Reading text =>
------------------------
# Where did you grow up? - in Pictures



## Geoffrey (Jun 20, 2009)

The where are we from thread got me thinking .... in addition to where are you from, what did it look like there? I lived in 4 different towns before I was 18, but Coloma Michigan is the place I think of as my home town ...













































All of which makes me wonder why I moved to Texas in the first place. So, a little reminder to myself:


----------



## anne_holly (Jun 5, 2011)

I lived in a couple places, but the most formative years were spent around in this region:










(Specific location hidden to protect the innocent.)

***

Also, off topic, but this person's photos are pretty neat:

http://www.flickr.com/photos/skood/


----------



## Mike D. aka jmiked (Oct 28, 2008)

Army brat. There aren’t enough pictures.   


Mike


----------



## Sandpiper (Oct 28, 2008)

Here


----------



## NogDog (May 1, 2009)

Though I was born in Elmhurst IL, a suburb of Chicago, we moved to Napoleon OH when I was 8, and I think of it as my home town. While browsing Google images for Napoleon, I was pleasantly surprised to see this one, which is the house we lived in from midway through 4th grade until after college, when we moved to NJ. (The siding was all white when we lived there.)



It was a town of 8000 people: the largest in the county. By far its largest employer was the Campbell's Soup plant, which is probably where your soup (and V comes from if you're in the eastern half of the country. If you head down the road to the right along the river in this photo for maybe a mile and a half or so, you'll end up in front of the house, above.



Probably the most famous building in town, at least architecturally, is the courthouse:



Quiz: From what nationality were the vast majority of of the population of *Napoleon* OH descended?

.

.

.

*_Buzzzzzzzzzz_*

Wrong: German!


----------



## spotsmom (Jan 20, 2011)

Anne, that is a beautiful picture.  I've been wanting to see a photo of "that place" for years.  Thanks for posting!


----------



## anne_holly (Jun 5, 2011)
------------------------
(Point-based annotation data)
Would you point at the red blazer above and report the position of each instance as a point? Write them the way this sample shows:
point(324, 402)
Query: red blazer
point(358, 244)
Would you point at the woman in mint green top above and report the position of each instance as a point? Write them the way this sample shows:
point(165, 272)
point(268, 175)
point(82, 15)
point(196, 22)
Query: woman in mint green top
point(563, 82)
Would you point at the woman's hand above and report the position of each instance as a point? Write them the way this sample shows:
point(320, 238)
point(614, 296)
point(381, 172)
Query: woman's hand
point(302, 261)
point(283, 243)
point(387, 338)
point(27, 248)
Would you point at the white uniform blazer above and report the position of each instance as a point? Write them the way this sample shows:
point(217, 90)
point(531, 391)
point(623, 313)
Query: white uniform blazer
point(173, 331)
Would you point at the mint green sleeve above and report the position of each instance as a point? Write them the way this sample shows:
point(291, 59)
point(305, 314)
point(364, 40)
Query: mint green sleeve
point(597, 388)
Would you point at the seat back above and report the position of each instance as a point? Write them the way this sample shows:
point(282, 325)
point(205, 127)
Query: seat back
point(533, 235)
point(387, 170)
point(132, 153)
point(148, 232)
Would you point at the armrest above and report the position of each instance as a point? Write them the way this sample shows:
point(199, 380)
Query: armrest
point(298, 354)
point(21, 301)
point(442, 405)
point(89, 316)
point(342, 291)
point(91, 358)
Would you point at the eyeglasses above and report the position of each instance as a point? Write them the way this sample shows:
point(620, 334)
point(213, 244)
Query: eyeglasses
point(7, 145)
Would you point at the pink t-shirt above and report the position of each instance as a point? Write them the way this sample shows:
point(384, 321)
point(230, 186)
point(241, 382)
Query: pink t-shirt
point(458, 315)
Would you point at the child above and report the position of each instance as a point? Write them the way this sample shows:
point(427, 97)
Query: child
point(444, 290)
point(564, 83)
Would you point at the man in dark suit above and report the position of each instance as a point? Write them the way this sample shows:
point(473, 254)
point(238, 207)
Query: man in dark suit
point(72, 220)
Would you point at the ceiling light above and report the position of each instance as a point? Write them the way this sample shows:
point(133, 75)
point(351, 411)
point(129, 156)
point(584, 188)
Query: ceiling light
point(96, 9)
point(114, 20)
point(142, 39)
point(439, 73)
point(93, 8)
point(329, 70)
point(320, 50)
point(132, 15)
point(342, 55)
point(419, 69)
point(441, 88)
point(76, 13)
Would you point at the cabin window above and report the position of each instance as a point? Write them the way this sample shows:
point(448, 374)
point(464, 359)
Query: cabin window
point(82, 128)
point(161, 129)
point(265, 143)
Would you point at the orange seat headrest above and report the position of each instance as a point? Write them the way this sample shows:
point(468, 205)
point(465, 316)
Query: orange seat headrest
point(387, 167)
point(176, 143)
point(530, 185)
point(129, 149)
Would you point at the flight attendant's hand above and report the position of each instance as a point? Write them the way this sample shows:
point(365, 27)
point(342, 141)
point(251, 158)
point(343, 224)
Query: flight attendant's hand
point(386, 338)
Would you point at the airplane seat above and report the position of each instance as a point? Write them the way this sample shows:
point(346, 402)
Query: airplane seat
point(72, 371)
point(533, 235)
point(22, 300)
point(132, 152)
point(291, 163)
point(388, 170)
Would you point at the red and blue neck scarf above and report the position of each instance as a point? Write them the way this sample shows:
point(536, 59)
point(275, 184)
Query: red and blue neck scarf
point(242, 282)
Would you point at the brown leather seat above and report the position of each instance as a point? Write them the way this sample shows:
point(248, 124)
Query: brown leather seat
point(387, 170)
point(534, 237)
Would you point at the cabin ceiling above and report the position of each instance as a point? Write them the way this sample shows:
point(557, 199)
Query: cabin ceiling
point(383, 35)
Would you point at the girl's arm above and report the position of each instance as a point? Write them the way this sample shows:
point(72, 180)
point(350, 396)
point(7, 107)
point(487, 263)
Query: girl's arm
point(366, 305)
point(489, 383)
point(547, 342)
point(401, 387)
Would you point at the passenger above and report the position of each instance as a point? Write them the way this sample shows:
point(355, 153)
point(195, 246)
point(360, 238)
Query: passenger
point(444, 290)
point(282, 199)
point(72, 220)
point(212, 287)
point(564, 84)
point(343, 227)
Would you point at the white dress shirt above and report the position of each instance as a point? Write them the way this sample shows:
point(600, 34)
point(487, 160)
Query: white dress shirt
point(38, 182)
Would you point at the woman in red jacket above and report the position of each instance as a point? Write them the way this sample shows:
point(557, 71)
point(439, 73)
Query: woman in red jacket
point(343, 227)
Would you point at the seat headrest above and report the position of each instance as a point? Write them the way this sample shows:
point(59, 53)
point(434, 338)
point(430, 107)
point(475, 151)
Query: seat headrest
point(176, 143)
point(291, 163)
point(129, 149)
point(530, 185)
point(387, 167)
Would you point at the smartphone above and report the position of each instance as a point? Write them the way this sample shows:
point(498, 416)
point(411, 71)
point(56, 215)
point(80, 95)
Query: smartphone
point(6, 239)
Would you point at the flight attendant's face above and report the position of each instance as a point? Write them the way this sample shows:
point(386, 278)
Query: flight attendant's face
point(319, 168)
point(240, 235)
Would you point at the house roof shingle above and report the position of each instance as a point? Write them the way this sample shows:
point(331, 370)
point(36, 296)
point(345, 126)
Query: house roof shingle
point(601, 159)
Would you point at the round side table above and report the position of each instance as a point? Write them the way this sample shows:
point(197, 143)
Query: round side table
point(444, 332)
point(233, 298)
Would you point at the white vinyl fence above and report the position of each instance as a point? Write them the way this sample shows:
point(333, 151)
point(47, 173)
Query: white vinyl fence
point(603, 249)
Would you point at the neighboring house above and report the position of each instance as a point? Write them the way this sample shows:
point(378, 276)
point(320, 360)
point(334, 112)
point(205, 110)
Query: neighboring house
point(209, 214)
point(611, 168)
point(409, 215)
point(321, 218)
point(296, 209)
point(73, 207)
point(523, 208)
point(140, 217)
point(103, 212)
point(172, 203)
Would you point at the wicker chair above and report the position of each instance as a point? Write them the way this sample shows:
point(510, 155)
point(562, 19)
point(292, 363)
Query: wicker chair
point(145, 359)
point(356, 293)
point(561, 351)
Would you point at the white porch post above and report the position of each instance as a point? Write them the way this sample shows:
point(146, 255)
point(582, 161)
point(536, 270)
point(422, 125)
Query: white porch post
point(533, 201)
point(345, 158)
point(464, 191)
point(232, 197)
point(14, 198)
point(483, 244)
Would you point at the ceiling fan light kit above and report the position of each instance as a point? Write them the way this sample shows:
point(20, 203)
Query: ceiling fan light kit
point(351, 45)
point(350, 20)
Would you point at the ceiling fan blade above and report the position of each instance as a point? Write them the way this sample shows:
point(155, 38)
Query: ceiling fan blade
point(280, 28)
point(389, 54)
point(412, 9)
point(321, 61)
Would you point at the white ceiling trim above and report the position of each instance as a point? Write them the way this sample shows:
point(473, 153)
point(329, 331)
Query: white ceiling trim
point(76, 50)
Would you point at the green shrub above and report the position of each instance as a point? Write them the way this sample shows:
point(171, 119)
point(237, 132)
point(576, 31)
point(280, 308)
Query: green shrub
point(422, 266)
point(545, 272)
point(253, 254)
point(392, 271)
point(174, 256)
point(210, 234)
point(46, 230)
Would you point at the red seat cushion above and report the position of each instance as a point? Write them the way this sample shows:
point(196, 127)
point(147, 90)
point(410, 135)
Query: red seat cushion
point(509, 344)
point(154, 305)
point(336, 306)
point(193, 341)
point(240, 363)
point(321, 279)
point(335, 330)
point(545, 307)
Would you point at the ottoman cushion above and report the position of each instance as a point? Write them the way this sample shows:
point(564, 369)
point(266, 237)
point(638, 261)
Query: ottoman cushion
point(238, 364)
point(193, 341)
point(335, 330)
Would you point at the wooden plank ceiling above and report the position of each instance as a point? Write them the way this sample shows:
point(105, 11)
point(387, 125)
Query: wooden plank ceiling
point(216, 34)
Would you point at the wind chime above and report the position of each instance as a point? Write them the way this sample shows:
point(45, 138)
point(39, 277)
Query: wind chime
------------------------
Exercise task 1 =>
Print the passage of the forum thread from "The where are" to "home town ...".
Exercise task 2 =>
Take the entries from the line with "Would you point at the white porch" to the line with "point(545, 307)", substitute "overhead fan" for "ceiling fan", and write out only those lines with nothing else altered.
The forum thread and the entries come from unrelated sources.

Correct response 1 =>
The where are we from thread got me thinking .... in addition to where are you from, what did it look like there? I lived in 4 different towns before I was 18, but Coloma Michigan is the place I think of as my home town ...

Correct response 2 =>
Would you point at the white porch post above and report the position of each instance as a point? Write them the way this sample shows:
point(146, 255)
point(582, 161)
point(536, 270)
point(422, 125)
Query: white porch post
point(533, 201)
point(345, 158)
point(464, 191)
point(232, 197)
point(14, 198)
point(483, 244)
Would you point at the overhead fan light kit above and report the position of each instance as a point? Write them the way this sample shows:
point(20, 203)
Query: overhead fan light kit
point(351, 45)
point(350, 20)
Would you point at the overhead fan blade above and report the position of each instance as a point? Write them the way this sample shows:
point(155, 38)
Query: overhead fan blade
point(280, 28)
point(389, 54)
point(412, 9)
point(321, 61)
Would you point at the white ceiling trim above and report the position of each instance as a point? Write them the way this sample shows:
point(473, 153)
point(329, 331)
Query: white ceiling trim
point(76, 50)
Would you point at the green shrub above and report the position of each instance as a point? Write them the way this sample shows:
point(171, 119)
point(237, 132)
point(576, 31)
point(280, 308)
Query: green shrub
point(422, 266)
point(545, 272)
point(253, 254)
point(392, 271)
point(174, 256)
point(210, 234)
point(46, 230)
Would you point at the red seat cushion above and report the position of each instance as a point? Write them the way this sample shows:
point(196, 127)
point(147, 90)
point(410, 135)
Query: red seat cushion
point(509, 344)
point(154, 305)
point(336, 306)
point(193, 341)
point(240, 363)
point(321, 279)
point(335, 330)
point(545, 307)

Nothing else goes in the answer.